→ Source
** start **

2. The manipulating device of claim 1, characterized in that said grippers are pivotable about axes that are oriented approximately parallel to the longitudinal direction of the cans carrier.
3. The manipulating device of claim 1, characterized in that the spacing of the grippers, mounted on the longitudinal ends of the carrier, is less than the length of the long side of the rectangle of the cans to be transferred.
4. The manipulating device of claim 3, characterized in that said mutual spacing of the grippers is at least twice as great as the operational spacing between longitudinal edge of the carriage, and the front of the row of cans oriented toward the carriage.
5. The manipulating device of claim 1, characterized in that said grippers provided on the longitudinal ends of the carrier are double grippers.
6. The manipulating device of claim 5, characterized in that said grippers are two-armed double grippers.
7. The manipulating device of claim 6, characterized in that each of the two-armed double grippers comprises two single grippers to be actuated independently.
8. The manipulating device of claim 5, characterized in that said grippers are one-armed double grippers.

The invention relates to a manipulating device on a can changing carriage of a spinning machine for transferring rectangular cans from a payout position of the spinning machine to a storage space of the carriage or vice versa, wherein the carriage is movable along a transport course along the front of the row of rectangular cans being paid out at the machine, and the rectangular cans of the row of cans stand with the short side of the rectangle approximately parallel to the transport course.

In the textile industry, slivers or rovings are transported from and to drawframes, as well as fliers and spinning machines, in so-called spinning cans. After being filled or having run empty, each can must be replaced with a new empty or filled can as applicable. Optionally, the cans can be pulled or pushed singly or in groups on roller or sliding guides.

Modern spinning machines are supplied with the roving in so-called rectangular cans. These cans have standardized sizes and in principle a parallelepiped shape. They are positioned with their broad sides of the rectangles facing one another beneath the spinning stations or spindles of a spinning machine. In this so-called payout position, the roving, prepared to suit the applicable spinning process, is drawn out of a can at each spinning station. Once a can has run empty, it is replaced with a new full can. Since the cans are in self-contained rows side by side below the spinning stations, an empty can is first pulled out of the row and then replaced with a fill can.

** end **

(Image region outline records)
** start **

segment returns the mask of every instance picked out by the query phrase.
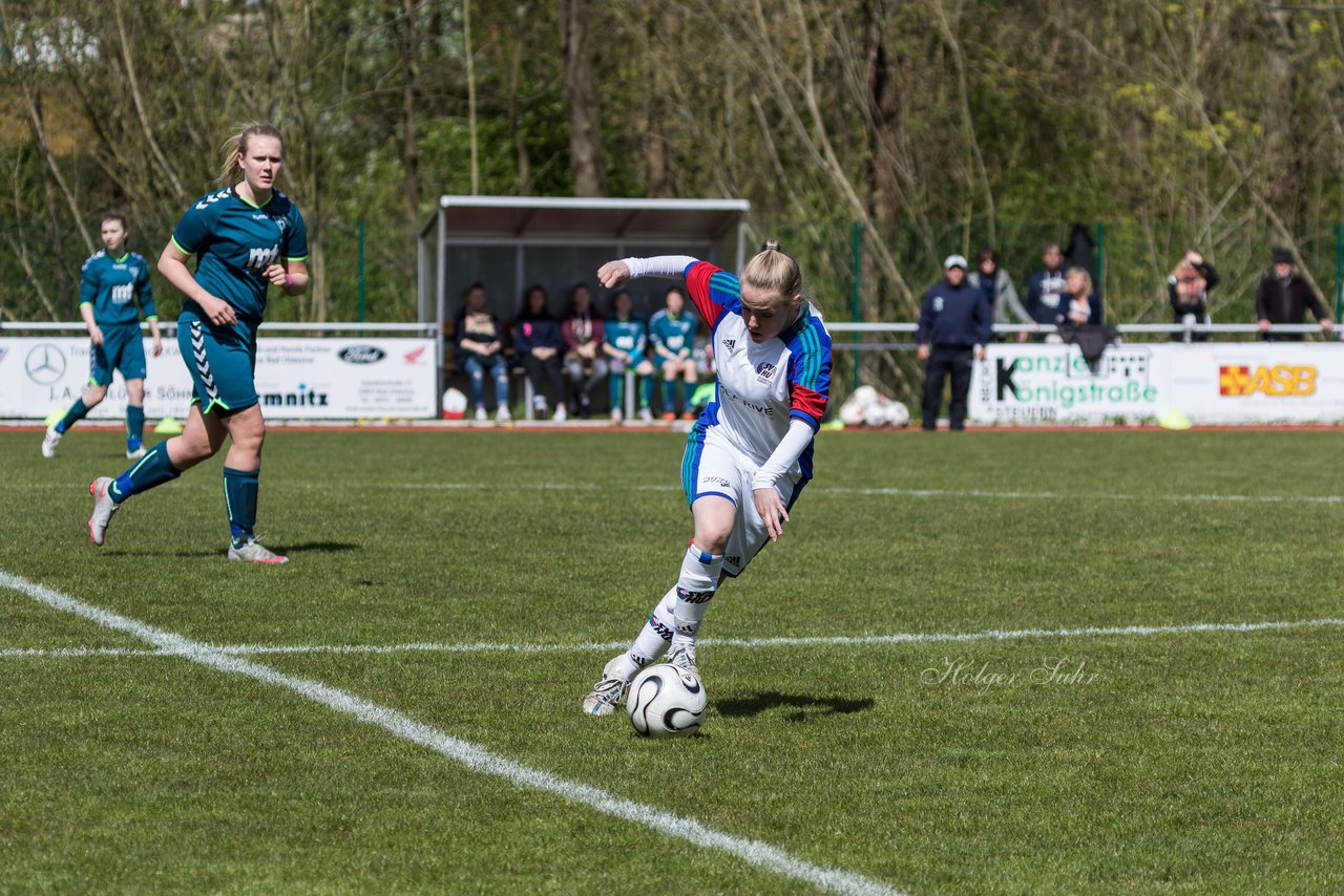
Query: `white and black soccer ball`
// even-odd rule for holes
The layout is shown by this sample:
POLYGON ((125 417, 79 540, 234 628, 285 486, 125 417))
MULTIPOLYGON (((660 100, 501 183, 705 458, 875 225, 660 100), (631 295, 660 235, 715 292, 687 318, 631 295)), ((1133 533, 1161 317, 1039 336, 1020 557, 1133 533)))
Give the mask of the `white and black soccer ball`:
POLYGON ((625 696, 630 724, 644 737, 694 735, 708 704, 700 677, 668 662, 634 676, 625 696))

** end **
** start **

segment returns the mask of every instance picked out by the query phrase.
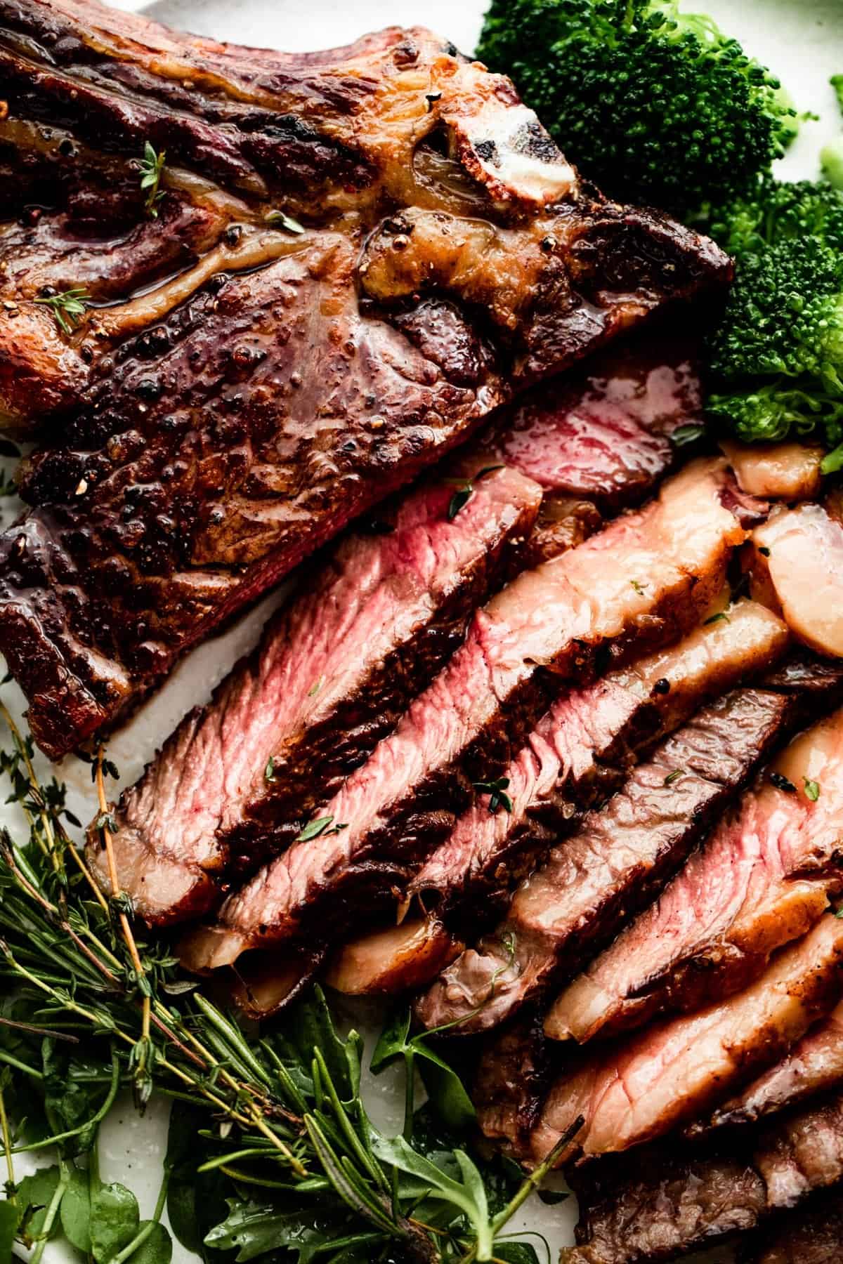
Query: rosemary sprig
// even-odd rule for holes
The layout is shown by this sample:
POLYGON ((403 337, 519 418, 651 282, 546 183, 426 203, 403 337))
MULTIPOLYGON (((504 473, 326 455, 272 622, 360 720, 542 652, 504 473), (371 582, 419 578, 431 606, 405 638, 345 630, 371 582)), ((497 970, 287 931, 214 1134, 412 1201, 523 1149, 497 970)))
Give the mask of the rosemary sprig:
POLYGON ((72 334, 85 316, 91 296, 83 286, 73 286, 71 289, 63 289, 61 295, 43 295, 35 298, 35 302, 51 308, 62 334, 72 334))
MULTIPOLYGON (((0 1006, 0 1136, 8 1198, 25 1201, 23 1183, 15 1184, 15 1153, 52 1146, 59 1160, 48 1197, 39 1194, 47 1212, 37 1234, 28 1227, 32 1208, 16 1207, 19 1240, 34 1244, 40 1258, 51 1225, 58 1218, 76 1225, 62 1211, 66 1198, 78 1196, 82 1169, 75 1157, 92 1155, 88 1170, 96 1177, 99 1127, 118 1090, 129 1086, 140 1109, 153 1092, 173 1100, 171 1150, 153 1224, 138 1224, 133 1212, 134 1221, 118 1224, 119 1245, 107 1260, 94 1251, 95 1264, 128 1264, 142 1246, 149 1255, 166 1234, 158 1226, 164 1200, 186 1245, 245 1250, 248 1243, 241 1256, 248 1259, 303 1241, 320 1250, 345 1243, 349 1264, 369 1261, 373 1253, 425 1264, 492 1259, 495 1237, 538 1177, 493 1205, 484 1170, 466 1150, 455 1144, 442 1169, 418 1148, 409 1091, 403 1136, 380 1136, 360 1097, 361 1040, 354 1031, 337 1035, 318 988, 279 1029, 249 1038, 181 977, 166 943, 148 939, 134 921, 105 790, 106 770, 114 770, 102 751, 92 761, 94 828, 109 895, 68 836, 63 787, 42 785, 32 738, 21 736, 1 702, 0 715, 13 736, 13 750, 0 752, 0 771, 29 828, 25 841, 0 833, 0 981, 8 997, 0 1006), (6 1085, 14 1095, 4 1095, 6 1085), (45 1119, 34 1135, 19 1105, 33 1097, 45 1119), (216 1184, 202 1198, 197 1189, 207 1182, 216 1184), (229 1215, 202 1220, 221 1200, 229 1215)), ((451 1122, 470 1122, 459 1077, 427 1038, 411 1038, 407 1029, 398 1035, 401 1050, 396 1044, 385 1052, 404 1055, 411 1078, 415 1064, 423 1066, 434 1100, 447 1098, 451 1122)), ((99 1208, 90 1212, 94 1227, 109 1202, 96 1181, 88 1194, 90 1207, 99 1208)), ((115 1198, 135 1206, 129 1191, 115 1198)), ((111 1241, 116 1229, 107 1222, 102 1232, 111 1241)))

** end **

→ What to work on
- A) Translate this sentence from the can-changing patent text into Spanish: "Modern spinning machines are supplied with the roving in so-called rectangular cans."
- B) Update the can-changing patent text from "4. The manipulating" to "one-armed double grippers.", changing "double grippers" to "twin grippers".
- C) Go on with the can-changing patent text from where it stops.
These records were taken from a separate source.

→ Final answers
- A) Las máquinas de hilar modernas se abastecen de mecha en los llamados botes rectangulares.

- B)
4. The manipulating device of claim 3, characterized in that said mutual spacing of the grippers is at least twice as great as the operational spacing between longitudinal edge of the carriage, and the front of the row of cans oriented toward the carriage.
5. The manipulating device of claim 1, characterized in that said grippers provided on the longitudinal ends of the carrier are twin grippers.
6. The manipulating device of claim 5, characterized in that said grippers are two-armed twin grippers.
7. The manipulating device of claim 6, characterized in that each of the two-armed twin grippers comprises two single grippers to be actuated independently.
8. The manipulating device of claim 5, characterized in that said grippers are one-armed twin grippers.

- C)
For transporting the cans to and from the spinning stations, so-called can changing carriages are used. A can changing carriage retrieves and brings only as many full and empty cans each as it has a free space for at any time. This is necessary because on changing cans at the spinning machine, it must first take away an empty can (to create space for a full can) before it can place a full can in a payout position of the spinning machine.

The can changing carriage travels on a drive track, along the row of cans to be served, usually between two rows of spinning machines. It should not be substantially wider--measured crosswise to the drive track--than the can length; can length means the longest side of the rectangle, measured parallel to the can bottom, while can width is the length of the shortest side of the rectangle, measured parallel to the can bottom. The can changing carriage can have a width equal to the can length, if it is intended to hold and transport the cans in the same orientation (crosswise to the drive track) as that in which they stand in the can row in the payout position. However, the carriage should not be substantially wider than the can length, because otherwise the spacing from one spinning machine to another or one row of cans to another in adjacent rows of spinning machines would have to be correspondingly greater. Conventionally, can changing has been done manually, since the free space along the travel path of the can changing carriage has not seemed to afford enough space for mechanical apparatus and gripper, there not being sufficient space to insert grippers between the cans, which are packed flush with one another in a row.

In German Patent Disclosure DE 40 15 938 A1, a special short side can construction is made a prerequisite; on one long end, it has a lever with a sliver guide. The lever is secured to a short side of the can with the aid of a rod. Each can can be pulled out of its position below the spinning machine by being grasped by the rod. To that end, a can manipulator that contains a telescope is provided, which with the aid of a slide encompasses and by a single telescoping motion pulls it onto the vehicle away from the central plane of the spinning machine.

Accordingly, the prior art discloses a kind of trolley, which can be moved toward the applicable can with the aid of a telescope. A lifting device with a (single) horizontal gripper is secured to this trolley. For operation, four different drive mechanisms are necessary, namely drive mechanisms for the telescope, the trolley, a turning cylinder, and a lifting cylinder.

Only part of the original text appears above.